-- start --
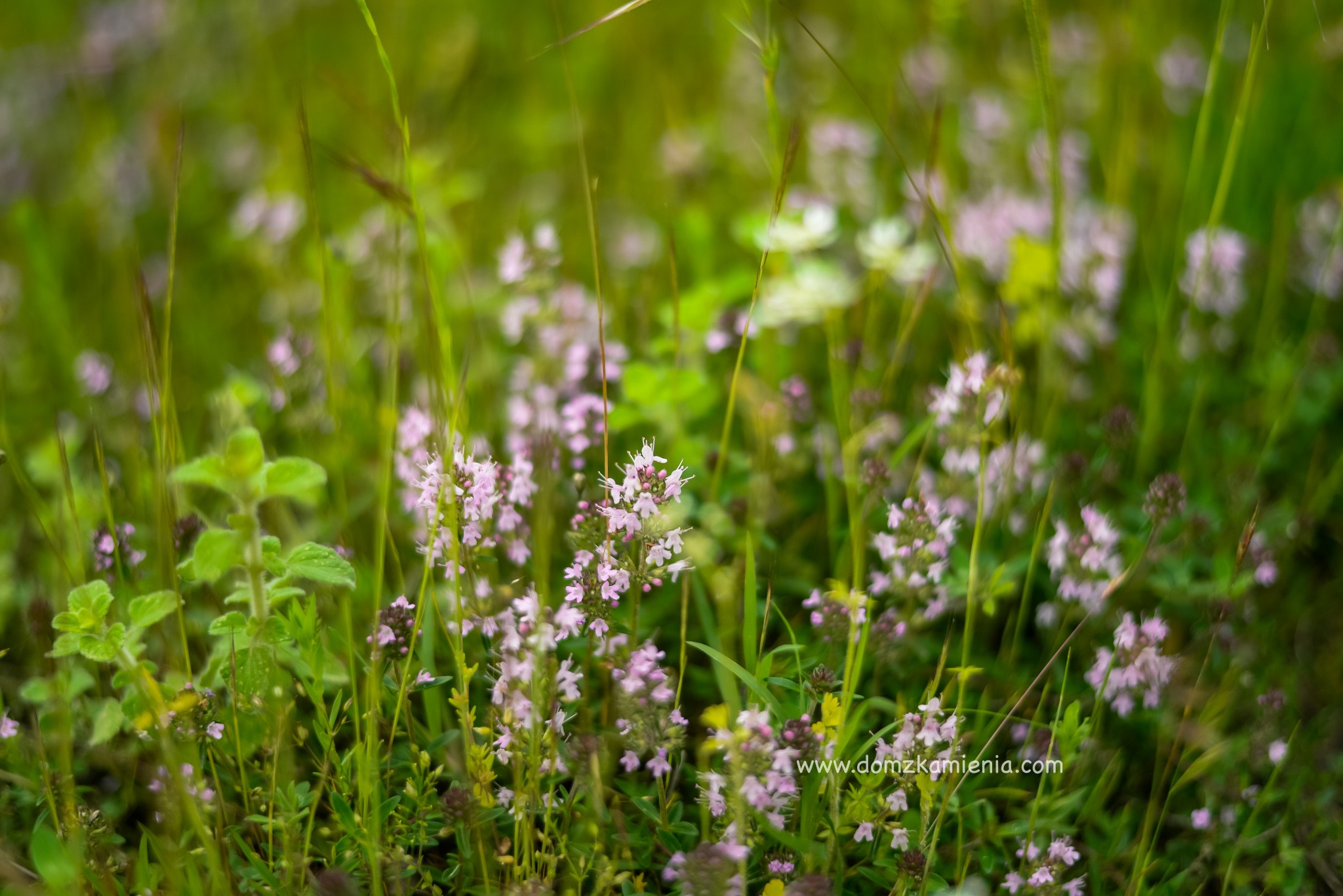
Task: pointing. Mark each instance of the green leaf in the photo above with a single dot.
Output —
(207, 471)
(1201, 765)
(66, 645)
(37, 691)
(90, 602)
(243, 456)
(229, 623)
(750, 680)
(319, 563)
(66, 622)
(257, 864)
(98, 649)
(296, 477)
(106, 722)
(216, 551)
(150, 609)
(52, 861)
(277, 595)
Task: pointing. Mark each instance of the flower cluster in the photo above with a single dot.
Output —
(710, 870)
(1045, 868)
(1165, 499)
(840, 161)
(523, 260)
(757, 769)
(106, 547)
(1135, 668)
(1085, 562)
(649, 719)
(916, 547)
(555, 394)
(972, 398)
(1214, 282)
(888, 246)
(488, 512)
(197, 789)
(1319, 224)
(805, 294)
(531, 686)
(1091, 275)
(930, 735)
(837, 615)
(395, 625)
(626, 541)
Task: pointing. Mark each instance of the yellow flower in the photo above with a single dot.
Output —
(832, 716)
(716, 716)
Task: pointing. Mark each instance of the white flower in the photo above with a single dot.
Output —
(806, 296)
(888, 248)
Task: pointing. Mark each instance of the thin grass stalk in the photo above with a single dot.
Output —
(720, 463)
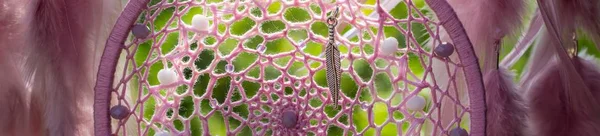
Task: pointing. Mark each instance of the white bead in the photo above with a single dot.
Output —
(200, 22)
(389, 46)
(162, 133)
(167, 76)
(415, 103)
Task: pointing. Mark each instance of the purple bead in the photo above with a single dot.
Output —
(289, 119)
(229, 68)
(444, 50)
(458, 132)
(261, 48)
(119, 112)
(140, 31)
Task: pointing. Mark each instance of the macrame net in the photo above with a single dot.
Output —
(263, 58)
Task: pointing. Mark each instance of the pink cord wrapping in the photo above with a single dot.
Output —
(470, 63)
(116, 41)
(108, 63)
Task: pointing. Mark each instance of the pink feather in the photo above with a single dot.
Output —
(486, 23)
(13, 92)
(62, 52)
(564, 96)
(505, 108)
(573, 14)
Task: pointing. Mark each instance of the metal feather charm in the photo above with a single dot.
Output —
(332, 56)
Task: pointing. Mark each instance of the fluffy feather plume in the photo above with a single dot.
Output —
(13, 93)
(486, 23)
(62, 49)
(539, 58)
(574, 14)
(562, 106)
(505, 108)
(564, 96)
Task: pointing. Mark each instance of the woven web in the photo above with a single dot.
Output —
(262, 58)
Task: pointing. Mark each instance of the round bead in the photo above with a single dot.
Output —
(200, 22)
(162, 133)
(389, 46)
(289, 119)
(167, 76)
(229, 68)
(415, 103)
(444, 50)
(261, 48)
(458, 132)
(119, 112)
(140, 31)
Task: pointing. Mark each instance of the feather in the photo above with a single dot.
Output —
(539, 58)
(334, 71)
(332, 60)
(62, 55)
(573, 14)
(562, 107)
(505, 108)
(524, 42)
(13, 92)
(487, 22)
(564, 96)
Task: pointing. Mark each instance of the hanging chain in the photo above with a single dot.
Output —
(332, 56)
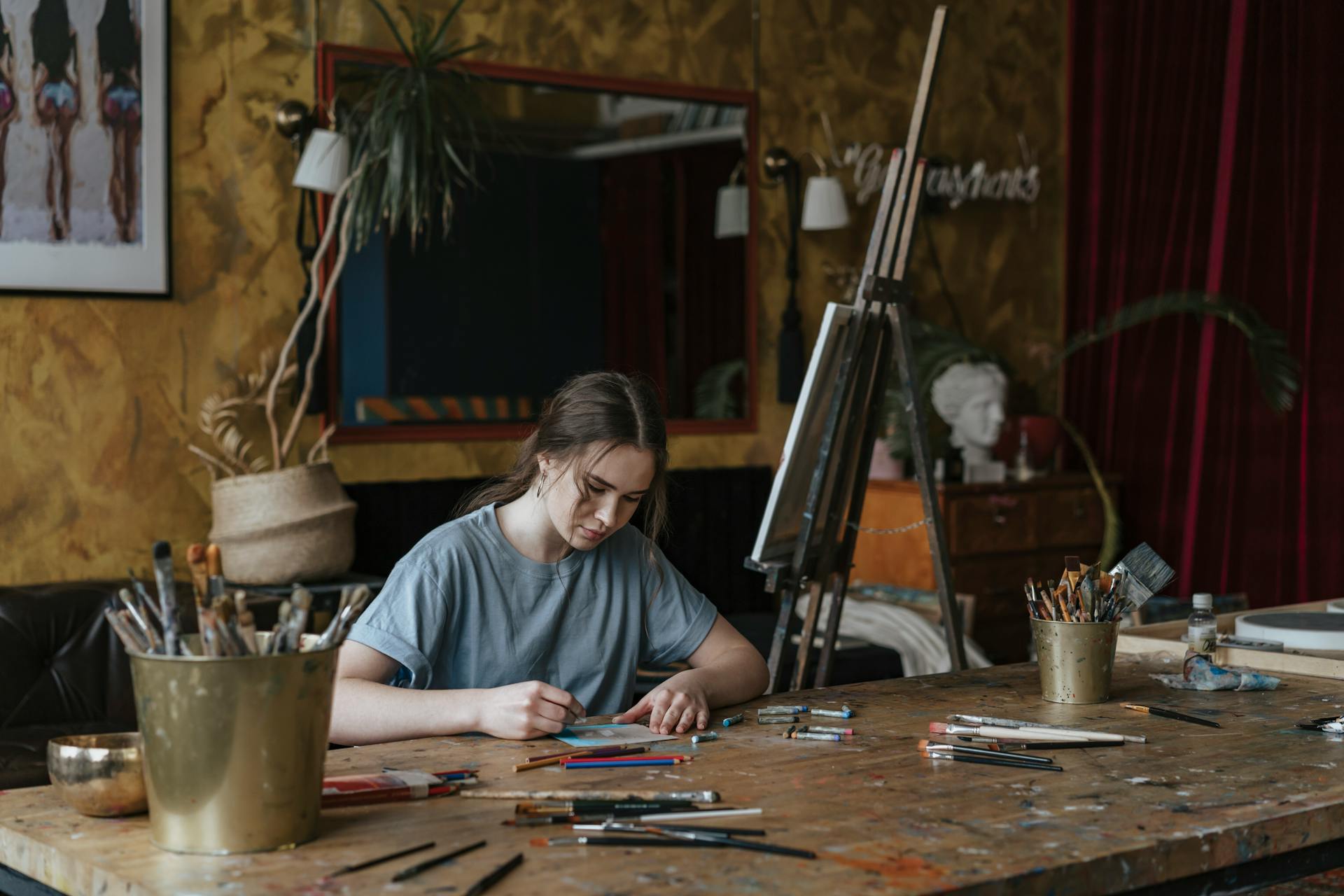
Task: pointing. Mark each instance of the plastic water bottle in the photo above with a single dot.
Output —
(1202, 629)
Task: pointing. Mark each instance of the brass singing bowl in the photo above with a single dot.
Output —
(99, 774)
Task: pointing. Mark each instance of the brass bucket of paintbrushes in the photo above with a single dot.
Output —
(1075, 659)
(234, 747)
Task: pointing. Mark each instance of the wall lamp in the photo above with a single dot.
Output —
(822, 207)
(324, 158)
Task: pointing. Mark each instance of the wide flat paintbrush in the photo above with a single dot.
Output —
(1147, 574)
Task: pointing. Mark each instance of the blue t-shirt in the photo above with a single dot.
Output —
(464, 609)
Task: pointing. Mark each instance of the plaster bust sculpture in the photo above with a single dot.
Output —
(971, 399)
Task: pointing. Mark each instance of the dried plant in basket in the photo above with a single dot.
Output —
(225, 419)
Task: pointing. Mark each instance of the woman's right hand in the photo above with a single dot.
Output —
(527, 710)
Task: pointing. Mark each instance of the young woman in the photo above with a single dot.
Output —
(57, 102)
(534, 609)
(8, 99)
(118, 105)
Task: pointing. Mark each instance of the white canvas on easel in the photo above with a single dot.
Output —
(783, 514)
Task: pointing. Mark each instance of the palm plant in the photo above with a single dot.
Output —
(413, 136)
(937, 349)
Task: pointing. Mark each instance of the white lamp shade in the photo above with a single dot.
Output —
(732, 213)
(324, 164)
(824, 206)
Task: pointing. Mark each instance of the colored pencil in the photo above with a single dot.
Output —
(667, 755)
(977, 751)
(721, 840)
(381, 860)
(582, 751)
(581, 754)
(495, 876)
(580, 806)
(406, 874)
(652, 796)
(613, 841)
(981, 761)
(1172, 713)
(1022, 734)
(636, 763)
(625, 825)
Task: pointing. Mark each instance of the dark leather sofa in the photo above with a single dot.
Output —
(65, 672)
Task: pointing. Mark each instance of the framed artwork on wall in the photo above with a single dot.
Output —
(84, 147)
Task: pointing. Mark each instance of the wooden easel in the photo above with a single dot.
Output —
(879, 330)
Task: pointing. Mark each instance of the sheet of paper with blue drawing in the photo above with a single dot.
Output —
(609, 735)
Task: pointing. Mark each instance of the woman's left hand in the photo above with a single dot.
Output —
(673, 707)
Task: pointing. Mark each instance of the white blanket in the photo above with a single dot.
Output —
(921, 644)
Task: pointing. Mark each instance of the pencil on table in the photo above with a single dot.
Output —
(1172, 713)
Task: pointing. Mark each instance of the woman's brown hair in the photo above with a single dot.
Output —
(603, 409)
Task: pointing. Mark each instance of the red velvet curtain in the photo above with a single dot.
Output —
(1205, 143)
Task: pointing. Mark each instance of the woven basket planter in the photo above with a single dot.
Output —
(296, 524)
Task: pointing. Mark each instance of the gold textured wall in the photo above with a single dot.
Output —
(100, 396)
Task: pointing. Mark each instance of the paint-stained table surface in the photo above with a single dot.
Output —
(881, 817)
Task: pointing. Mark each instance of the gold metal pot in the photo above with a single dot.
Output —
(1075, 660)
(99, 774)
(234, 747)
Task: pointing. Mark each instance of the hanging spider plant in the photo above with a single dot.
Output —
(413, 130)
(413, 136)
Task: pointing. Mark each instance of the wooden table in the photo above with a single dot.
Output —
(881, 818)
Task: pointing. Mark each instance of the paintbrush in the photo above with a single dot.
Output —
(933, 746)
(636, 827)
(1072, 734)
(613, 841)
(167, 596)
(995, 743)
(277, 638)
(125, 633)
(1145, 574)
(200, 577)
(984, 761)
(148, 605)
(682, 833)
(246, 621)
(1172, 713)
(300, 602)
(214, 573)
(584, 806)
(141, 624)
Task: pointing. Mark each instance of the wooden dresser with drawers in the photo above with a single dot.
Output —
(997, 535)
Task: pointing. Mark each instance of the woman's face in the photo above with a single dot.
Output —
(615, 488)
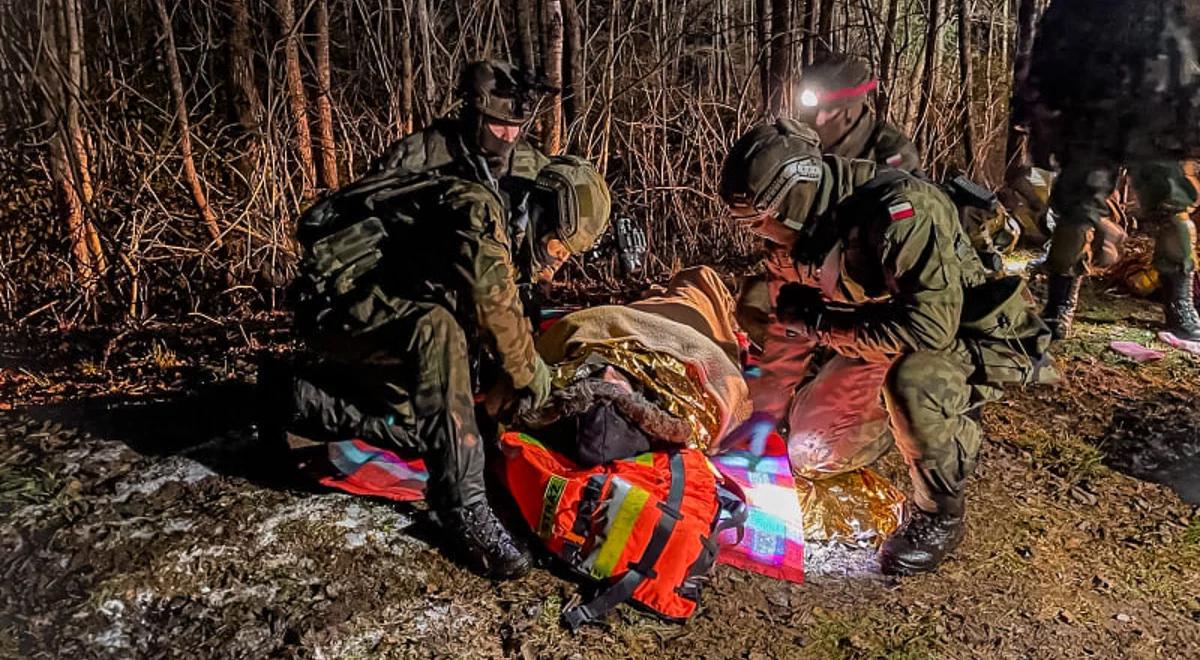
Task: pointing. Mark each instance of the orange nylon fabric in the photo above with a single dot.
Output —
(549, 487)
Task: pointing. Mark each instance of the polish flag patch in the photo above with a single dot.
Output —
(900, 211)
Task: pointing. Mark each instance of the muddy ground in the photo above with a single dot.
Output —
(137, 520)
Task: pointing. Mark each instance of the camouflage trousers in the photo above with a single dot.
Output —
(414, 372)
(1084, 240)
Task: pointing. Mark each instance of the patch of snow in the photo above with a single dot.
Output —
(177, 468)
(839, 561)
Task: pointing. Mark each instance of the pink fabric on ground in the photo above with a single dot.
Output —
(772, 545)
(1137, 352)
(1182, 345)
(773, 541)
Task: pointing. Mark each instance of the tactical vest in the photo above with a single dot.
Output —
(343, 275)
(647, 527)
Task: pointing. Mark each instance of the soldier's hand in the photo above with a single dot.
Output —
(537, 393)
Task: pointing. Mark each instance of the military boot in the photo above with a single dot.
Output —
(485, 544)
(1062, 297)
(1179, 306)
(925, 539)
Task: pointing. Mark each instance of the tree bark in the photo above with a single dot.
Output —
(406, 71)
(924, 105)
(967, 81)
(552, 64)
(887, 61)
(185, 138)
(324, 105)
(810, 31)
(245, 103)
(780, 101)
(523, 12)
(825, 28)
(1018, 112)
(766, 39)
(298, 102)
(575, 100)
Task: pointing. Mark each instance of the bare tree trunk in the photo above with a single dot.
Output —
(185, 131)
(324, 106)
(424, 28)
(780, 101)
(967, 81)
(78, 139)
(406, 71)
(54, 79)
(924, 106)
(810, 31)
(297, 100)
(825, 29)
(887, 61)
(575, 100)
(1018, 114)
(552, 63)
(245, 105)
(766, 40)
(523, 11)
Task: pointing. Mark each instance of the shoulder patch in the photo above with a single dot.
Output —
(900, 210)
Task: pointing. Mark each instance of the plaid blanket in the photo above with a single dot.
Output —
(773, 541)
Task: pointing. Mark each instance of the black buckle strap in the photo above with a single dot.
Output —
(583, 516)
(600, 606)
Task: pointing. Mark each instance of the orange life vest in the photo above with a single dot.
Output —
(647, 526)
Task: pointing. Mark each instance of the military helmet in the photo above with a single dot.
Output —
(581, 196)
(766, 167)
(835, 82)
(501, 90)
-- end --
What you have to do: Each line from the one containing "Task: pointing. Mark each instance of the plaid" to the final line of the entries above must be returned exactly, and no other line may appear.

Exercise answer:
Task: pointing. Mark each instance of the plaid blanket in the photo above with a single dot.
Output —
(773, 541)
Task: pointing. Mark each instance of the black buckle strap in the photo above with a single dot.
Output —
(583, 516)
(600, 606)
Task: pointing. Mark each instance of the orange life vest in the photo above with a single dot.
Output —
(647, 526)
Task: pointing. Mark each instance of the military helmet in the photo above with a single dot.
Output —
(581, 196)
(766, 167)
(835, 82)
(501, 90)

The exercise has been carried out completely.